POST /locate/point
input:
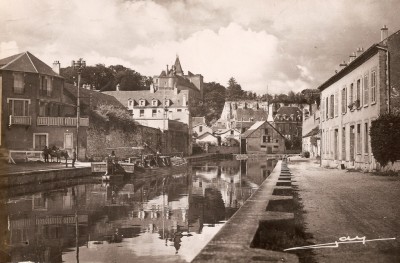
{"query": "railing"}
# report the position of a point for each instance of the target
(61, 121)
(26, 155)
(20, 120)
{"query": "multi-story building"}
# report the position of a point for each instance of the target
(288, 120)
(262, 137)
(241, 115)
(34, 112)
(310, 131)
(166, 105)
(356, 95)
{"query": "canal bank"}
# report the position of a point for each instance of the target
(34, 173)
(38, 173)
(235, 242)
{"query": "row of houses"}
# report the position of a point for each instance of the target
(365, 86)
(40, 109)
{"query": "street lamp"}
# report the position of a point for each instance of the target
(79, 65)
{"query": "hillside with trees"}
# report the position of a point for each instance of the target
(105, 78)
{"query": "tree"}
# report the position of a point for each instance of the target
(213, 103)
(105, 78)
(385, 138)
(234, 90)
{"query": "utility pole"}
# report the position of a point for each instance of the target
(79, 65)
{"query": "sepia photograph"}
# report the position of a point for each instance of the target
(199, 131)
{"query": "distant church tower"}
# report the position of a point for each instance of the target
(178, 67)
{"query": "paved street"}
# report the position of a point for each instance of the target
(338, 204)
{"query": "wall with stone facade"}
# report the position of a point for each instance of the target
(100, 142)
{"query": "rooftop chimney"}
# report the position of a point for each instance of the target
(384, 32)
(359, 51)
(343, 64)
(352, 57)
(56, 67)
(270, 116)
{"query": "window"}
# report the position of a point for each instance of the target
(373, 86)
(326, 109)
(18, 87)
(358, 138)
(322, 109)
(358, 95)
(332, 106)
(366, 131)
(18, 107)
(46, 86)
(336, 106)
(351, 93)
(40, 140)
(344, 100)
(366, 90)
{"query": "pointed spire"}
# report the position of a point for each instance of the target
(178, 67)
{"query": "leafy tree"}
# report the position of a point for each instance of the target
(385, 138)
(213, 103)
(234, 90)
(105, 78)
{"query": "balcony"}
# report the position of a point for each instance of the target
(20, 120)
(61, 121)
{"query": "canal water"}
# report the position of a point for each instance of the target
(150, 218)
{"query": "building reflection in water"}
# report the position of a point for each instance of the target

════

Which lines of the listing contain the string "building"? Copy each of them.

{"query": "multi-story building"}
{"query": "building reflection in water"}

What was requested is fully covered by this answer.